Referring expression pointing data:
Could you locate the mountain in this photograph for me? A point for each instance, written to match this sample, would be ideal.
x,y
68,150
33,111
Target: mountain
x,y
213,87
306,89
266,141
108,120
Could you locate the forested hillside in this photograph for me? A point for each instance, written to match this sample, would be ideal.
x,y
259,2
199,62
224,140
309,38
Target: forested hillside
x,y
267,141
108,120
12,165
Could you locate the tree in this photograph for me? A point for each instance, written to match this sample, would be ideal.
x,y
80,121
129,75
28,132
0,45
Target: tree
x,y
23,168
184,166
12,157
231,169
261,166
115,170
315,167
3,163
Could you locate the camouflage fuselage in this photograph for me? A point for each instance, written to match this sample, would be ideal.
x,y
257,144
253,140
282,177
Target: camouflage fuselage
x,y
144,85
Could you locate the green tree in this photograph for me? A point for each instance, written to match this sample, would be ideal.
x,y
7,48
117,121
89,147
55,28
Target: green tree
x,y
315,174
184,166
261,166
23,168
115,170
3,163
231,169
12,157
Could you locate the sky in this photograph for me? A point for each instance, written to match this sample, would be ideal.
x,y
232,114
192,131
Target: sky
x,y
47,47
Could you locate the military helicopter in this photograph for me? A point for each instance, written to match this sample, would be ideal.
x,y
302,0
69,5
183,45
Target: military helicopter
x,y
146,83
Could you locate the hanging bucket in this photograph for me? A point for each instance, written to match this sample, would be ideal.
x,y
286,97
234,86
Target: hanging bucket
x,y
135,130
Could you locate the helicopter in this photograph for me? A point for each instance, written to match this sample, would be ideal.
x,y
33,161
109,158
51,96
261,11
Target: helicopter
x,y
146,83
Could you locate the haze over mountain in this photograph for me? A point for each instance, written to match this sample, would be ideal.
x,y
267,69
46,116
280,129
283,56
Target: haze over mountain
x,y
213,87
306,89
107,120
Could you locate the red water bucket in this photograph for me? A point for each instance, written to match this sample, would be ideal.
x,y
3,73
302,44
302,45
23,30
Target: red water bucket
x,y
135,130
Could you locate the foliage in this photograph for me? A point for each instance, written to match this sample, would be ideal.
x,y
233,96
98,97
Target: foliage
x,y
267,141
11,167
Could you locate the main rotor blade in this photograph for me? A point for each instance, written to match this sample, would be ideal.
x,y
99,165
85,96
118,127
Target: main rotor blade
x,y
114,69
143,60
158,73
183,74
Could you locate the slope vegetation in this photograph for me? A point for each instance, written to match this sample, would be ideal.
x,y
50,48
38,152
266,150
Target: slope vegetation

TASK DIRECTIONS: Check every line of the records, and copy the ones that hold the word "vegetation".

EXERCISE ANSWER:
Could you locate the slope vegetation in this photograph for me? A point for each instance, written to match this sample, would be ideal.
Target: slope vegetation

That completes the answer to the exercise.